Arrange every line of the records below as a numbered list, omitting any blank lines.
------------------------------------------------------------------------
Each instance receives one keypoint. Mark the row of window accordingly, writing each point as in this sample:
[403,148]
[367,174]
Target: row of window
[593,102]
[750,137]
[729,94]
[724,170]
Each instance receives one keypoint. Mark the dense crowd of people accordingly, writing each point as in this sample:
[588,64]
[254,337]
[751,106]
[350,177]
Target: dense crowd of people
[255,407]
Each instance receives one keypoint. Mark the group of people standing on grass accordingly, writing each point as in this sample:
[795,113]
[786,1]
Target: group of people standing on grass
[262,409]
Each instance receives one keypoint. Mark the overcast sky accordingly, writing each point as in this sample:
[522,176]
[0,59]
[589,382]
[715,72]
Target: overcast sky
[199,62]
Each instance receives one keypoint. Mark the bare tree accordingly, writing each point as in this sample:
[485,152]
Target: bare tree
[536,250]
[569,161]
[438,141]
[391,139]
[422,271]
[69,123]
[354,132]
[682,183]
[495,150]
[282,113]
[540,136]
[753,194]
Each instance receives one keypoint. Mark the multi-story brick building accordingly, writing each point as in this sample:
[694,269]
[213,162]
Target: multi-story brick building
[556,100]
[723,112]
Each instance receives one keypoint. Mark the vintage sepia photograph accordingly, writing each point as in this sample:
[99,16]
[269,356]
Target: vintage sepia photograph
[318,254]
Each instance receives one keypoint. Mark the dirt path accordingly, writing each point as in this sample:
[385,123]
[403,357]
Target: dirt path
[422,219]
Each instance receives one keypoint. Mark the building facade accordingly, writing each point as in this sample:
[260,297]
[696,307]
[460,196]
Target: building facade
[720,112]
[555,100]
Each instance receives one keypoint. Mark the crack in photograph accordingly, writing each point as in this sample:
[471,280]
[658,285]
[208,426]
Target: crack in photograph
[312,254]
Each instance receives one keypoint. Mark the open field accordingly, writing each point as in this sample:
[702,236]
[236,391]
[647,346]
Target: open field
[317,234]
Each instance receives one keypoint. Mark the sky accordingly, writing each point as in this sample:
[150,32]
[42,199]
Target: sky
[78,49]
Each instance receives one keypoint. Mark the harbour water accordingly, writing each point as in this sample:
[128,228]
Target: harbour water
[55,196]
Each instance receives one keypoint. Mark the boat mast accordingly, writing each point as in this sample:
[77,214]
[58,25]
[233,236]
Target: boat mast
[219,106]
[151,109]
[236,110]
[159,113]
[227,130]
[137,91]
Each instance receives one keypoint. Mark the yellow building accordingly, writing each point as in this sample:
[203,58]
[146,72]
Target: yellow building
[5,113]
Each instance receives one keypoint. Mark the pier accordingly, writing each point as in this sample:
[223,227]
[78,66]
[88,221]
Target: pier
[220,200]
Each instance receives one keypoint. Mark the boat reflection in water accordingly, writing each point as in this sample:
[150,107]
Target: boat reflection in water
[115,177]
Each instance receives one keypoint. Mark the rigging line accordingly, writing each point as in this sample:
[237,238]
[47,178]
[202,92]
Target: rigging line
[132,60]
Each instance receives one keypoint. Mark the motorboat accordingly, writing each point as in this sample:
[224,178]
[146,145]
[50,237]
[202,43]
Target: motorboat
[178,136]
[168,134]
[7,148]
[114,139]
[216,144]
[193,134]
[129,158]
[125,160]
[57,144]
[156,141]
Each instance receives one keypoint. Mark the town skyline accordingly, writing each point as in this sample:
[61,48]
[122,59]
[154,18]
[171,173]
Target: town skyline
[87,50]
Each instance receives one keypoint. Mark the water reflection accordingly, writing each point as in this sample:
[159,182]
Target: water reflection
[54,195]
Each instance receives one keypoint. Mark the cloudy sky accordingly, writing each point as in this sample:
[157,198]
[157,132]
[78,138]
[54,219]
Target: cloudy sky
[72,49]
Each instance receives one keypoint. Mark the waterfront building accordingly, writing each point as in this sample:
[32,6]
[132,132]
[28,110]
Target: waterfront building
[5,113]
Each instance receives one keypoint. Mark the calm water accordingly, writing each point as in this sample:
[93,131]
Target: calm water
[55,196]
------------------------------------------------------------------------
▸ **Exercise output**
1. Each instance receives one keypoint. Mark the row of window accordingly, writing each point as in this sample:
2. [403,148]
3. [367,174]
4. Target: row of window
5. [593,102]
6. [750,137]
7. [729,94]
8. [724,170]
9. Each instance receives one keypoint. Mark the dense crowd of people accordingly, writing each point as in this sample:
10. [588,64]
11. [254,337]
12. [751,106]
13. [350,177]
14. Target: dense crowd of people
15. [255,407]
16. Each instance receives one keypoint. Mark the group of people standing on grass accordingly, writing each point as in this sample:
17. [795,113]
18. [786,1]
19. Target: group of people standing on grass
20. [262,409]
21. Each instance receives one keypoint. Mark the overcast sky accordingly, writing each point as in this sample:
22. [522,176]
23. [0,59]
24. [589,382]
25. [715,72]
26. Target: overcast sky
27. [199,62]
28. Each instance receives one keypoint. Mark the bare tree accordingly, writing each point as in this sample:
29. [485,152]
30. Target: bare tree
31. [536,250]
32. [569,161]
33. [438,141]
34. [391,139]
35. [422,271]
36. [69,123]
37. [354,132]
38. [682,183]
39. [495,150]
40. [282,113]
41. [540,136]
42. [753,194]
43. Each instance receives one keypoint. Mark the multi-story brick building accordingly, writing each point as in this sample:
44. [694,269]
45. [213,162]
46. Target: multi-story brick building
47. [556,100]
48. [723,112]
49. Each instance receives one keypoint. Mark the vintage sepia photograph accordingly, writing each point as in this sample:
50. [99,16]
51. [269,356]
52. Target: vintage sepia photograph
53. [318,254]
54. Each instance receives one keypoint. Mark the dirt path accordingly, writing each point as in this sample:
55. [385,123]
56. [403,357]
57. Target: dirt path
58. [422,219]
59. Each instance receives one keypoint. Mark the building facade accordingly, writing each point as in this sample:
60. [260,297]
61. [696,307]
62. [460,196]
63. Target: building facade
64. [720,112]
65. [555,100]
66. Each instance receives one keypoint. Mark the crack in photograph accordingly, writing each point as in this sample:
67. [471,280]
68. [658,285]
69. [208,426]
70. Target: crack in photograph
71. [312,254]
72. Each instance receives one keypoint. Mark the open field accordingly, writing each point as in this sample:
73. [702,236]
74. [236,391]
75. [647,346]
76. Target: open field
77. [317,234]
78. Each instance receives one keypoint. Mark the sky accordingly, writing each point as in this sample:
79. [150,32]
80. [42,199]
81. Target: sky
82. [78,49]
83. Each instance receives one keypoint. Mark the harbour water accordingly, writing each point as in this sample:
84. [128,228]
85. Target: harbour water
86. [55,196]
87. Each instance receives one keypoint. Mark the boat mast accordingly, writing each point as in this sample:
88. [77,214]
89. [58,25]
90. [233,236]
91. Target: boat mast
92. [219,106]
93. [151,109]
94. [236,110]
95. [159,113]
96. [227,130]
97. [137,91]
98. Each instance receives one keypoint. Mark the yellow building accordingly, writing each point as in this sample:
99. [203,58]
100. [146,72]
101. Target: yellow building
102. [5,113]
103. Each instance receives one keypoint. Mark the pier accordingly, writing each point as in this sample:
104. [223,227]
105. [78,66]
106. [88,221]
107. Target: pier
108. [220,200]
109. Each instance receives one keypoint. Mark the boat reflection in water accordingly, writing each point as in this sample:
110. [150,107]
111. Target: boat reflection in water
112. [115,177]
113. Each instance receives one keypoint. Mark the rigging line accordingly, writing each point as in this sample:
114. [237,238]
115. [47,178]
116. [202,92]
117. Target: rigging line
118. [132,60]
119. Each instance receives one keypoint. Mark the motorboat accordingly, writing each point as in this sample:
120. [224,178]
121. [146,145]
122. [50,237]
123. [202,43]
124. Target: motorboat
125. [178,136]
126. [168,134]
127. [7,148]
128. [114,139]
129. [216,144]
130. [193,134]
131. [129,158]
132. [125,160]
133. [57,144]
134. [156,141]
135. Each instance receives one keypoint. Mark the town skyline accordingly, writing each point as in this sample:
136. [61,48]
137. [122,59]
138. [154,18]
139. [171,173]
140. Target: town skyline
141. [87,50]
142. Each instance receives one keypoint. Mark the water reflection accordingly, writing each point as in this sample:
143. [159,182]
144. Target: water reflection
145. [54,195]
146. Each instance receives one keypoint. Mark the cloudy sky accordingly, writing each point as in this sample:
147. [157,198]
148. [157,132]
149. [78,138]
150. [54,219]
151. Target: cloudy sky
152. [72,49]
153. Each instance receives one keypoint. Mark the waterfront building accordingly, writing each point as in this sample:
154. [32,6]
155. [132,132]
156. [28,110]
157. Target: waterfront building
158. [5,113]
159. Each instance receives one keypoint. Mark the calm water accordingly, writing each point as in this sample:
160. [93,131]
161. Target: calm water
162. [55,196]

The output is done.